## TO DO
a) List every area of community life that the passage on the Rowan County Committee of Safety says the Committees of Safety regulated.
b) In the passage on the Rowan County Committee of Safety, copy the text from "The Rowan County Committee of Safety was one" up to and including "the Rowan Resolves.".
c) According to the passage on the Rowan County Committee of Safety, what central authority took control of the Committees of Safety after December 1776?

## PASSAGE TO READ
────────
= Rowan County Committee of Safety =

The Rowan County Committee of Safety was one of the 18 Committees of Safety in North Carolina authorized by the Continental Congress and endorsed by the Second North Carolina Provincial Congress. It was established in Rowan County, North Carolina in 1774. Meeting minutes from 1774 to 1776 have survived and are available through a digital collection. The Rowan County Committee of Safety was instrumental in banning trade with Britain and preparing for the American Revolution. One of its major achievements was the Rowan Resolves.

==Formation of Committees of Safety==
The demand for independence came from local grassroots organizations called "Committees of Safety". The First Continental Congress had urged their creation in 1774. By 1775, they had become counter-governments that gradually replaced royal authority and took control of local governments. They regulated the economy, politics, morality, and militia of their individual communities. After December 1776 they came under the control of a more powerful central authority, the North Carolina Council of Safety.

==Members and records==
The following persons constituted the original Committee: James McCay, Andrew Neal, George Cathy, Alexander Dobbin, Francis McKon, Matthew Locke, Maxwell Chambers, Henry Harmon, Abraham Denton, William Lee Davidson, Samuel Young, John Brevard, William Kennon, George Henry Barger, Robert Bell, John Bickerstaff, John Couden, John Lewis Beard, John Nisbet, Charles McDowell, Robert Blackburn, Christopher Beckman, William Sharp, John Johnson, Morgan Bryan.

Additional members included: Colonel Hugh Montgomery.
────────
## RECORD EXCERPTS
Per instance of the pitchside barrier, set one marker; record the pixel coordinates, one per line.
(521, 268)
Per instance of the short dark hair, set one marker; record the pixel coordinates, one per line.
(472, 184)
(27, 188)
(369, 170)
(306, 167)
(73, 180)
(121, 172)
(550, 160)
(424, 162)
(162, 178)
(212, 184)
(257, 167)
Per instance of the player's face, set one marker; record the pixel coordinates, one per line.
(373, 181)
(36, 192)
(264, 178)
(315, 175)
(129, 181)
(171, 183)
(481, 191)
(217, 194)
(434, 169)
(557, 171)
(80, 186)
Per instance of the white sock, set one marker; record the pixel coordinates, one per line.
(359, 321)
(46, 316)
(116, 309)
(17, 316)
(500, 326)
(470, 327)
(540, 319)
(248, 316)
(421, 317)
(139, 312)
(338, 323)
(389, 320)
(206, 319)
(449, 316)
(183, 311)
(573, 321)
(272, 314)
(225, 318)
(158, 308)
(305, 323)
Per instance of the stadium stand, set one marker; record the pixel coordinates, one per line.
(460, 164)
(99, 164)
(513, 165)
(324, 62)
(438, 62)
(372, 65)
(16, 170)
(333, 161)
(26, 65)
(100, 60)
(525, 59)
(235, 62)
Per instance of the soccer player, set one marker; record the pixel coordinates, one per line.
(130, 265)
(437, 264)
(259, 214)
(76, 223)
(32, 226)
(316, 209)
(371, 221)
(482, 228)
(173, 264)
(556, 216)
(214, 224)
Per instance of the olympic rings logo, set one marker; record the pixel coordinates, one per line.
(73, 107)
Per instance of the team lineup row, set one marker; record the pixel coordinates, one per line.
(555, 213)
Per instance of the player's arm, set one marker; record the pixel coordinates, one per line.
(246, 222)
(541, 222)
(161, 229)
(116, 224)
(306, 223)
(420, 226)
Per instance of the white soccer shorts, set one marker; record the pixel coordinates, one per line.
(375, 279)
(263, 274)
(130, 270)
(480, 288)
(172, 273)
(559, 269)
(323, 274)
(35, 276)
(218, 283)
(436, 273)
────────
## ANSWERS PER TASK
a) The economy, politics, morality, and militia.

b)
The Rowan County Committee of Safety was one of the 18 Committees of Safety in North Carolina authorized by the Continental Congress and endorsed by the Second North Carolina Provincial Congress. It was established in Rowan County, North Carolina in 1774. Meeting minutes from 1774 to 1776 have survived and are available through a digital collection. The Rowan County Committee of Safety was instrumental in banning trade with Britain and preparing for the American Revolution. One of its major achievements was the Rowan Resolves.

c) The North Carolina Council of Safety.